** BEGIN Source passage **

3. olive oil hair masque

i’ve talked about it before, i’ve even told other people that it’s a great idea. but i’ve never done it. and why would i? i worked at an aveda salon for years and then i lived in the most humid place ever (i’m not entirely sure that’s true either, but it seems true). but now i’m living in a dry place again and i’ve been told that they have pretty hard water and that can have some bad effects on your hair.

whatever the reasons, all i know is that my hair has become less curly and frizzy and it feels dry and brittle and i am NOT okay with that.

i will never forget the first time i read little women and discovered that jo had sold her hair and it was all chopped short. she broke down crying, i broke down crying and then amy, her younger sister, said the words that would stick with me forever: “oh jo, your one true beauty”. that’s it, that’s what my hair is. in my complete and total mania, insanity and insecurity, my hair and my feet are the only things i’m truly confident of all the time. the other features, they have their moments, but my hair and my feet, i’m always happy with.

** END Source passage **
** BEGIN Provided data **

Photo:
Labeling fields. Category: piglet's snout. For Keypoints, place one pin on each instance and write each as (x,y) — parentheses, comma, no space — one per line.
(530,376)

** END Provided data **

▶ _Objectives_
(1) In the olive oil hair masque post, where did the writer work for years?
(2) Pick up the olive oil hair masque post after its last sentence and keep writing it in the same voice.

▶ _Answers by task_
(1) At an Aveda salon.

(2)
so, getting back to the point. my hair has been shit lately. seriously. so today, i mixed a little geranium oil and some gardenia oil into some olive oil and let it sit for half the day (while i was cleaning) and then applied it and let it sit on my hair and scalp for about thirty minutes and now my hair feels curlier and shinier.

we’ll see how it holds up. this might have to become a sunday ritual.